*BRIEF*:
Write out the lines from the one containing "request: trace the outline of every instance of the lantern body" through the one containing "M134 92L139 91L133", both included, with no changes.

*MATERIAL PROVIDED*:
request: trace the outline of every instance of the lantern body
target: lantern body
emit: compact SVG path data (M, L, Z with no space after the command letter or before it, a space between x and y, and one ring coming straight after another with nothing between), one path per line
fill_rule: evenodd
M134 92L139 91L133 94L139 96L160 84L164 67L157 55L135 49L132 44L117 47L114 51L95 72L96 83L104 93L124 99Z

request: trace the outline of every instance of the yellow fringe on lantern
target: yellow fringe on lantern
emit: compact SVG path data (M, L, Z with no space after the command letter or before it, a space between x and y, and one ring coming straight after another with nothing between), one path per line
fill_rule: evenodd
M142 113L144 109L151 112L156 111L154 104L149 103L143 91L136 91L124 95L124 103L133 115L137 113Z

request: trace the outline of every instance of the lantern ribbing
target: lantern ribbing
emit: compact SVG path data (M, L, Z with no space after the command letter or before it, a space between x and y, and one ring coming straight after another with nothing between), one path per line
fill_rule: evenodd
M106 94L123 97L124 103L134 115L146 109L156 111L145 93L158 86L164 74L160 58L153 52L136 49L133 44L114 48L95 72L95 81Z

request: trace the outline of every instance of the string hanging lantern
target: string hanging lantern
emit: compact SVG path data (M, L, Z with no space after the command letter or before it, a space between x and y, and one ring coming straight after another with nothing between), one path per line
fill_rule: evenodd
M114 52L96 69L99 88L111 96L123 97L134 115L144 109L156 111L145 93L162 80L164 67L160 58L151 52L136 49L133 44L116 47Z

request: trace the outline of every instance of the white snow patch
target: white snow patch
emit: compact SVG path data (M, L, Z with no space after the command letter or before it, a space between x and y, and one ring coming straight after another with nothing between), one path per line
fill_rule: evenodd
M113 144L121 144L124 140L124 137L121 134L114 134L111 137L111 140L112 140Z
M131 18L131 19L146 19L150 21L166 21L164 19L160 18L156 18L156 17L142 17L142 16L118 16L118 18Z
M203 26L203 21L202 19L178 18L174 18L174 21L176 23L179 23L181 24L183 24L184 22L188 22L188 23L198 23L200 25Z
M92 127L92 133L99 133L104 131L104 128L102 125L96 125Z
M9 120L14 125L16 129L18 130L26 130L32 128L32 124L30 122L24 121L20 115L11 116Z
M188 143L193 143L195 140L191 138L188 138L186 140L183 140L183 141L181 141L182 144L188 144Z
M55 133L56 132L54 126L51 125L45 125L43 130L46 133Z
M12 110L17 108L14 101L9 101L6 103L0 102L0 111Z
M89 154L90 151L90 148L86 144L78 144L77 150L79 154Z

==

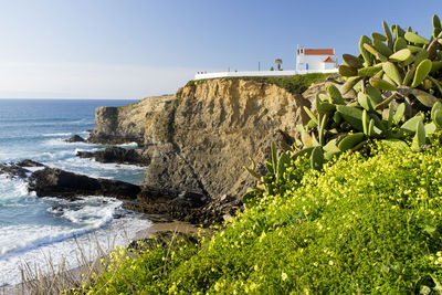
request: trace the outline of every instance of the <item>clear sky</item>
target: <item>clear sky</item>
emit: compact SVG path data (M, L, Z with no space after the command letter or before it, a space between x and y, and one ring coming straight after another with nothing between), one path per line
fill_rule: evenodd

==

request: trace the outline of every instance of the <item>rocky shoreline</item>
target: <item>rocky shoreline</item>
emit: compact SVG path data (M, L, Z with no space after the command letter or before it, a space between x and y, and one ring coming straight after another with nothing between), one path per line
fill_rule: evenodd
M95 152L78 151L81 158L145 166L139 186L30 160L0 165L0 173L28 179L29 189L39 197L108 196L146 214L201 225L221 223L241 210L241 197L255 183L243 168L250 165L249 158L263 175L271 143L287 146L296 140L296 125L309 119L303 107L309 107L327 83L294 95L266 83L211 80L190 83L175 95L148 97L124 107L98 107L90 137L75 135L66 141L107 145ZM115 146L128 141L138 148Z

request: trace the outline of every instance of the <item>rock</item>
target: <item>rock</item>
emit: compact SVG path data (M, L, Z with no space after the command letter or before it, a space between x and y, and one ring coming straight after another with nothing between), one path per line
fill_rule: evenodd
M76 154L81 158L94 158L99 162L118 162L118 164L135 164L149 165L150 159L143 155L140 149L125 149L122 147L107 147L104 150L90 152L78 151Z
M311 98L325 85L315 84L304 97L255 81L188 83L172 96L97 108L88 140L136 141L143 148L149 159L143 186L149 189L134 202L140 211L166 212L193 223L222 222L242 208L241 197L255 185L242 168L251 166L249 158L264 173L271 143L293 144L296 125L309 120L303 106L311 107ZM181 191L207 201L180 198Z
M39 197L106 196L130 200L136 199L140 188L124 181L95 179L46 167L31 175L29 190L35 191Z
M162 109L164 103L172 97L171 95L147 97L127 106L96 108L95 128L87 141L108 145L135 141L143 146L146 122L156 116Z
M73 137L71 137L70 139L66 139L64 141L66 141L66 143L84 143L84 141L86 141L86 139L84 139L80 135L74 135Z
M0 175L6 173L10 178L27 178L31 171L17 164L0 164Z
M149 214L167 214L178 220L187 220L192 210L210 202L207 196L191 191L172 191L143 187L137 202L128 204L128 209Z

*EXERCISE OUTPUT*:
request: trace the outline of every instance of the lantern body
target: lantern body
emit: compact SVG path data (M, L, Z with no space after the command letter or before it, a space between x and y, and one ring coming straight after another with nothing between), one path per line
fill_rule: evenodd
M134 92L139 91L133 94L139 96L160 84L164 67L157 55L135 49L132 44L117 47L114 51L95 72L96 83L104 93L124 99Z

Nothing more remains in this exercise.